EXERCISE PASSAGE:
# # # # # # #

We investigated several LLM architectures that have recently surfaced for tasks related to summarization tasks or as foundation models. In this study, we only consider models that satisfy the following two conditions. First, models need to be publicly accessible and open-sourced to ensure their transparency and accountability. Second, context windows need to be long enough to digest input without requiring condensation or truncation. Bearing all these factors in mind, we included PRIMERA, LongT5, and Llama-2 in our studies. PRIMERA deploys a pretraining strategy named Entity Pyramid to select and aggregate salient information focusing on document summarization¹⁵. LongT5 is an extension of T5 architecture that adopts a summarization pretraining strategy to scale up the input length¹⁴. Llama-2 is one of the recently released open-source, scalable foundation models with 7B, 13B, and 70B parameters²⁵. Since Mixtral-8x7B demonstrated similar benchmark performance as Llama-2, we did not fine-tune Mixtral-8x7B²³. Instead, we report the few-shot prompting performance of Mixtral-8x7B.

Following previous work⁷, we selected the objective and main results sections of a review abstract as input and used the authors’ conclusion as a reference to fine-tune models. We applied the LoRA method, which keeps the original parameters frozen and adjusts only a relatively small number of extra parameters via matrix decomposition³¹. The exact number of parameters depends on the rank hyperparameter in the LoRA method. We refer the readers to the original LoRA paper for technical details³¹.

Our implementation uses the following libraries: transformers³⁴, torch³⁵, and PEFT³⁶. Most fine-tuning jobs were completed on AWS and our local lab servers. Llama-2 models were fine-tuned on the SageMaker platform. All models were fine-tuned for 1 epoch, within which the validation loss had already stopped decreasing. We set the learning rates to 3e-5¹⁵, 1e-4²⁵, and 1e-3¹⁴ for PRIMERA, LLama-2, and LongT5 models, respectively. We set the rank hyperparameter of LoRA to 8³¹.

Evaluation metrics

We first use the natural language generation (NLG) metrics to evaluate the quality of the generated summary. These metrics include ROUGE-L (recall-oriented understudy for gisting evaluation) and METEOR (metric for evaluation of translation with explicit ordering) scores. We also include the CHRF (CHaRacter-level F-score), which was reported to correlate highly with the readability of generated text³³. Their values range from 0.0 to 100.0, with a score of 100.0 indicating that the generated summaries are identical to the reference summary. The model performance on our test is approximately normally distributed and the performance of each model is independent of others. As such, we calculated the p-value using a paired t-test to determine the statistical significance of the difference between the two models.

# # # # # # #

DATA EXTRACTS:
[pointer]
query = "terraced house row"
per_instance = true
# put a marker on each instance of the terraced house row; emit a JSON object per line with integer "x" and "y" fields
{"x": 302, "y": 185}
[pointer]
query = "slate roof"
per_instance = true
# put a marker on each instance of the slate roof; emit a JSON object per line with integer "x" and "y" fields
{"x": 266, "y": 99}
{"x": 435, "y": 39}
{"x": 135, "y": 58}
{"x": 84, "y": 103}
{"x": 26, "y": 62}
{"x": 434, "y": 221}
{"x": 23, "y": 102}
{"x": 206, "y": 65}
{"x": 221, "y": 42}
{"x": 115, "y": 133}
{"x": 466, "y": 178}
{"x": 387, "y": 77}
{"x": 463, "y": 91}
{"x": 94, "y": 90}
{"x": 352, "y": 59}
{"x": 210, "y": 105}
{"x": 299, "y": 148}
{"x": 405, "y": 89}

# # # # # # #

APPLY WHAT YOU READ:
1 – Copy the stretch of the passage on summarization models from "Evaluation metrics" through "the two models.".
2 – Answer these questions from the passage on summarization models:
(a) On which platform were the Llama-2 models fine-tuned?
(b) For how many epochs were all models fine-tuned?
(c) What range do the values of the evaluation metrics span?
3 – State whether each statement agrees with the passage on summarization models. Answer yes or no and quote the deciding words.
(a) Mixtral-8x7B was fine-tuned alongside Llama-2.
(b) The LoRA method keeps the original parameters frozen.
(c) The p-value was calculated with an unpaired t-test.

SOLUTION LIST:
1 –
Evaluation metrics

We first use the natural language generation (NLG) metrics to evaluate the quality of the generated summary. These metrics include ROUGE-L (recall-oriented understudy for gisting evaluation) and METEOR (metric for evaluation of translation with explicit ordering) scores. We also include the CHRF (CHaRacter-level F-score), which was reported to correlate highly with the readability of generated text³³. Their values range from 0.0 to 100.0, with a score of 100.0 indicating that the generated summaries are identical to the reference summary. The model performance on our test is approximately normally distributed and the performance of each model is independent of others. As such, we calculated the p-value using a paired t-test to determine the statistical significance of the difference between the two models.

2 –
(a) The SageMaker platform.
(b) 1 epoch.
(c) From 0.0 to 100.0.

3 –
(a) No: "we did not fine-tune Mixtral-8x7B"
(b) Yes: "keeps the original parameters frozen"
(c) No: "we calculated the p-value using a paired t-test"